▶ Work to do
1 - In the post on fellow travelers, what reason does the writer give for letting their membership lapse?
2 - Please restate the part of the fellow travelers post that opens with "After yesterday’s post" and closes with "post and subscribed.", changing "lovely" to "kind".

▶ Quoted text
◇ ◇ ◇ ◇ ◇ ◇ ◇
F is for Fellow Travelers

by RS on April 6, 2012

After yesterday’s post E is for Email Subscriptions and my lament of losing subscribers, I received a lovely message from a comrade who liked the post and subscribed.

In Julius, when Alvah Bessie starts appearing in Corinne’s dreams, he says to her right the wrongs that were done to their fellow travelers. It’s all very cryptic and foreshadows an event in a later chapter … and that’s all I’m saying.

But let me get back to “Fellow Travelers” what’s the precise meaning? Essentially it means people who sympathize with a political party (typically Marxist) and follow the party line, but are not formal members even though they might contribute to party causes, but they don’t pay dues, don’t have a party card and aren’t tied up 100 percent to party discipline.

So is my comrade a fellow traveler? Technically, no. He’s a full-fledged member. Whereas yours truly is a fellow traveler (I let my membership lapse when I had limited funds).
◇ ◇ ◇ ◇ ◇ ◇ ◇
▶ Entries shown
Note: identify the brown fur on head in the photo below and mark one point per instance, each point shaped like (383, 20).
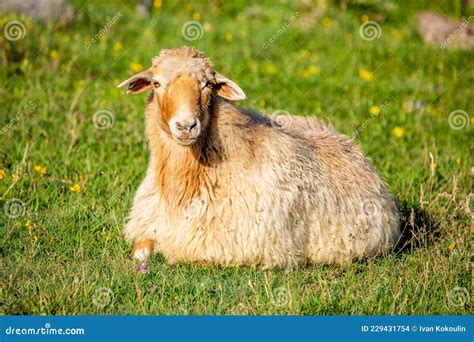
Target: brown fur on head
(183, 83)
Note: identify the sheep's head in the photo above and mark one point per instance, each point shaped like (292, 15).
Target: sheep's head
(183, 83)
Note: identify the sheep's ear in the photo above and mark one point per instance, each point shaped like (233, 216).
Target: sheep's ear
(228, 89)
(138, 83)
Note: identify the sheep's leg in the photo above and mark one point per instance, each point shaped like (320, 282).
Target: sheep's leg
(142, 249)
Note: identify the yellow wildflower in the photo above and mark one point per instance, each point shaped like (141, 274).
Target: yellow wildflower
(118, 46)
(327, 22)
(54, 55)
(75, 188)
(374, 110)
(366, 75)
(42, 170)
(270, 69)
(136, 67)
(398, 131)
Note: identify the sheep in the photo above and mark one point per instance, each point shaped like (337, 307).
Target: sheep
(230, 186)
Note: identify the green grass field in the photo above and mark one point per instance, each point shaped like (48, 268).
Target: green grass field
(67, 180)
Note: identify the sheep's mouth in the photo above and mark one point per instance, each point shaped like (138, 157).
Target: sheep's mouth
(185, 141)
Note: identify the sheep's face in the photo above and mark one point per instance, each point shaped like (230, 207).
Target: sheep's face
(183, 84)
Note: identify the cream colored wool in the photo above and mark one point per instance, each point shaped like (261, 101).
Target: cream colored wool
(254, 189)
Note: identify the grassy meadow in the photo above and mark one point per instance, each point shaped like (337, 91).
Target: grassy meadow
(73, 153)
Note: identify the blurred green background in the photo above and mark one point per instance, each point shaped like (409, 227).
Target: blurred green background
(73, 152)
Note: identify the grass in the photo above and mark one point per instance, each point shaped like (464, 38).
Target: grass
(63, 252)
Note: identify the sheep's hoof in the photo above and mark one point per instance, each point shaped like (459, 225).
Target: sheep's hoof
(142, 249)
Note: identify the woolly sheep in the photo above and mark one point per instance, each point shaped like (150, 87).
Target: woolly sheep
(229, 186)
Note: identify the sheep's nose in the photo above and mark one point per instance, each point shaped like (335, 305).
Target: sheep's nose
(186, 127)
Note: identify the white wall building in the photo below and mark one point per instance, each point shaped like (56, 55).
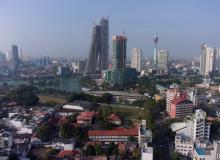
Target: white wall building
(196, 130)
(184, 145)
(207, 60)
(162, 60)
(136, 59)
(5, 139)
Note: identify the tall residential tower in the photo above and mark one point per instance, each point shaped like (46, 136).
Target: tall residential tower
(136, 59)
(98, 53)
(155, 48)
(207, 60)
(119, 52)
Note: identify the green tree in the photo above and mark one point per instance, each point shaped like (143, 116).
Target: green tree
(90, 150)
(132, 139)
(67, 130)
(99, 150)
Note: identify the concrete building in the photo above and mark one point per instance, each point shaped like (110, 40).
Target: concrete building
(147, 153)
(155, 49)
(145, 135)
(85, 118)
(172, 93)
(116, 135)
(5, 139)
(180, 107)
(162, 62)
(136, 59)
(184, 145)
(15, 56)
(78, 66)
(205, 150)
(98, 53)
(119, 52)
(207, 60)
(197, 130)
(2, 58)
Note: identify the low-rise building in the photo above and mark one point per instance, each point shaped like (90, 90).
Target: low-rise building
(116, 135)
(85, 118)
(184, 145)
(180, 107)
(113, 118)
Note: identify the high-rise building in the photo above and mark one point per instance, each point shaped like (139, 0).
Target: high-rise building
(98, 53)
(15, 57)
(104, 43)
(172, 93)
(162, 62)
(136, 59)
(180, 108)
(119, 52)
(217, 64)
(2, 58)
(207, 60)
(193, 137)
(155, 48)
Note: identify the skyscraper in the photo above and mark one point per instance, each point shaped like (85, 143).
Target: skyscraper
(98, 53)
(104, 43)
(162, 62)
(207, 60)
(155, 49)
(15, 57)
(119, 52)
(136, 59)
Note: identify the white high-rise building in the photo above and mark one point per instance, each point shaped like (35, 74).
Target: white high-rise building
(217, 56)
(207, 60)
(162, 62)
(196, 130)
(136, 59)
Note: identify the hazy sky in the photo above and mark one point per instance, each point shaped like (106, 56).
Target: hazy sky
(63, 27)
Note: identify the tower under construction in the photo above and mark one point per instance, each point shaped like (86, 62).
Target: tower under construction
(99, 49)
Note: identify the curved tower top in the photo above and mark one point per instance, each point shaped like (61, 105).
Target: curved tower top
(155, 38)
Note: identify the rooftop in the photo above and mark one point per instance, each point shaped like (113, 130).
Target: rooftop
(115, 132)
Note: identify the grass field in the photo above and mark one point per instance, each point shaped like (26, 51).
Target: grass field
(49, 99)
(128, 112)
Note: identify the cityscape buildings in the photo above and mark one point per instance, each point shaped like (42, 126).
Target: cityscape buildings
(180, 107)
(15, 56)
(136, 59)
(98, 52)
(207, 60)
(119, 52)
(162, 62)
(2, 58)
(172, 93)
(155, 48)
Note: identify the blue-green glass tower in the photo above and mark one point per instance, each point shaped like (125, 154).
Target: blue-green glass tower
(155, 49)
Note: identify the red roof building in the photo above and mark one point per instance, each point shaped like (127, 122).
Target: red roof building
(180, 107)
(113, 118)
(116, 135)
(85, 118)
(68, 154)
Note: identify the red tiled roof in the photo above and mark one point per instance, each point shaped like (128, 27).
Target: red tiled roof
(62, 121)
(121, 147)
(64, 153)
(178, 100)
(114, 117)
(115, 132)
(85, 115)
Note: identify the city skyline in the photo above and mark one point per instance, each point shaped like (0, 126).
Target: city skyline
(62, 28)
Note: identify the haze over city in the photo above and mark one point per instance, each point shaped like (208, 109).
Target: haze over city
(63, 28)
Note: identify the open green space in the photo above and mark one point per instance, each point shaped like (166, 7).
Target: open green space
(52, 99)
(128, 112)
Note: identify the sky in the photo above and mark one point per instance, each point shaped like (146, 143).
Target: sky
◇ ◇ ◇ ◇ ◇ ◇ ◇
▶ Set of answers
1 - The writer had limited funds.

2 -
After yesterday’s post E is for Email Subscriptions and my lament of losing subscribers, I received a kind message from a comrade who liked the post and subscribed.